BEGIN SOURCE TEXT
To determine all of the surface refractive index, gloss, macro-roughness and micro-roughness parameters with one instrument in one static measurement step, it is necessary to provide an instrument that can supply illuminating beams of collimated light of S and P polarisation at the same wavelength and angle of incidence, and a further beam of either polarisation at either a different wavelength or a different angle of incidence, together with a detector capable of angularly resolved intensity measurement.
The phase modulated light is then passed through a sheet polariser 8 to ensure plane polarisation in a fixed direction such that the plane of polarisation is perpendicular to the sample surface, i.e. P-polarisation. The plane polarised light then passes through a switchable polarising means, in this case a liquid crystal variable retarder 9. By applying a suitable AC voltage signal to the liquid crystal retarder, the plane of polarisation may be made to switch through 90° so that the plane of polarisation is parallel to the sample surface, i.e. S-polarisation.
END SOURCE TEXT
### TO DO:
**a)** Answer these questions from the instrument description:
(i) What kind of detector does the instrument need?
(ii) What component serves as the switchable polarising means?
(iii) Through how many degrees can the plane of polarisation be made to switch?
**b)** List every surface parameter that the instrument description says should be determined with one instrument in one static measurement step.
BEGIN SUPPLIED INFORMATION
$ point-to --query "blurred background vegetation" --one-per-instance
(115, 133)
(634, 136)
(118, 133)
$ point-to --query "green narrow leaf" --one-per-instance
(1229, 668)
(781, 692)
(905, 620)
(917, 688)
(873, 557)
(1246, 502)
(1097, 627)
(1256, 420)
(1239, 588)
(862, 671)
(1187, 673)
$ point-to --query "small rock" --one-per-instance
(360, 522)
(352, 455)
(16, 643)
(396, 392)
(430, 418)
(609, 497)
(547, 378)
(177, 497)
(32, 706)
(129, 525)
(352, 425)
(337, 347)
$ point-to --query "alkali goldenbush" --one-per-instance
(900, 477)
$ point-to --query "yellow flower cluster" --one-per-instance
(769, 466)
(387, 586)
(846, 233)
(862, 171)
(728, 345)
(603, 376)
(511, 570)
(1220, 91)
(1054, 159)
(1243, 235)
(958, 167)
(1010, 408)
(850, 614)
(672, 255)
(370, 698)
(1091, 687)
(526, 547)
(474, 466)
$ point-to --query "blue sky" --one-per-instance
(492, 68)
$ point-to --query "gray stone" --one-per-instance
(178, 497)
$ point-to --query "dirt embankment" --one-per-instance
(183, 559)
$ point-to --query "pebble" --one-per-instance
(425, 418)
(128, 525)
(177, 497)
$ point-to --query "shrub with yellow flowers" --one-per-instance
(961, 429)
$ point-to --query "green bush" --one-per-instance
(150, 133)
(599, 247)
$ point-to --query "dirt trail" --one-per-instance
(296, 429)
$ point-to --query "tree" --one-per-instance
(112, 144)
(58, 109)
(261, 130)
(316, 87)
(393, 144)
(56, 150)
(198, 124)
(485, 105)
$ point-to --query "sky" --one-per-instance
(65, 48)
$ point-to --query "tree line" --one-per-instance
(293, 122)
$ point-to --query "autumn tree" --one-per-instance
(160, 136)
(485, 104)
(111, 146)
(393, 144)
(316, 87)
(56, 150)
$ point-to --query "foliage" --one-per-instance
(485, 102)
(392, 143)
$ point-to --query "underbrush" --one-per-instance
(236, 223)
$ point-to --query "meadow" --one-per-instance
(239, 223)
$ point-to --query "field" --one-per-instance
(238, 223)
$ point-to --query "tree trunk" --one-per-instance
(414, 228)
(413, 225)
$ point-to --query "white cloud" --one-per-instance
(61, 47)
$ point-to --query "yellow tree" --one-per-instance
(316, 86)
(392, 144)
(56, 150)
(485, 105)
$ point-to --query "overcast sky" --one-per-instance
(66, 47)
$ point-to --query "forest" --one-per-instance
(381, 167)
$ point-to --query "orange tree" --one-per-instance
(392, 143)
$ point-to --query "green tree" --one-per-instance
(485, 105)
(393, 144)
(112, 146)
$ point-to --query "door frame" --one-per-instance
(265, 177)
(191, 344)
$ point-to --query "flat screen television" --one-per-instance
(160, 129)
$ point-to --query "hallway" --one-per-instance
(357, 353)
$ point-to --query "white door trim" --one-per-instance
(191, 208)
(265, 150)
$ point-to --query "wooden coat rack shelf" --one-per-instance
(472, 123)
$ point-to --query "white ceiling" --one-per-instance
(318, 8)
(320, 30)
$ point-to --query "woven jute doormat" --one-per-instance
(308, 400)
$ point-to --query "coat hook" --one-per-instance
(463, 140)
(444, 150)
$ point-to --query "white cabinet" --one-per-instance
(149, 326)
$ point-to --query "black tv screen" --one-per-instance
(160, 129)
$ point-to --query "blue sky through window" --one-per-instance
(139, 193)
END SUPPLIED INFORMATION
### COMPLETED EXERCISE:
**a)**
(i) A detector capable of angularly resolved intensity measurement.
(ii) A liquid crystal variable retarder.
(iii) 90°.

**b)** Refractive index, gloss, macro-roughness, micro-roughness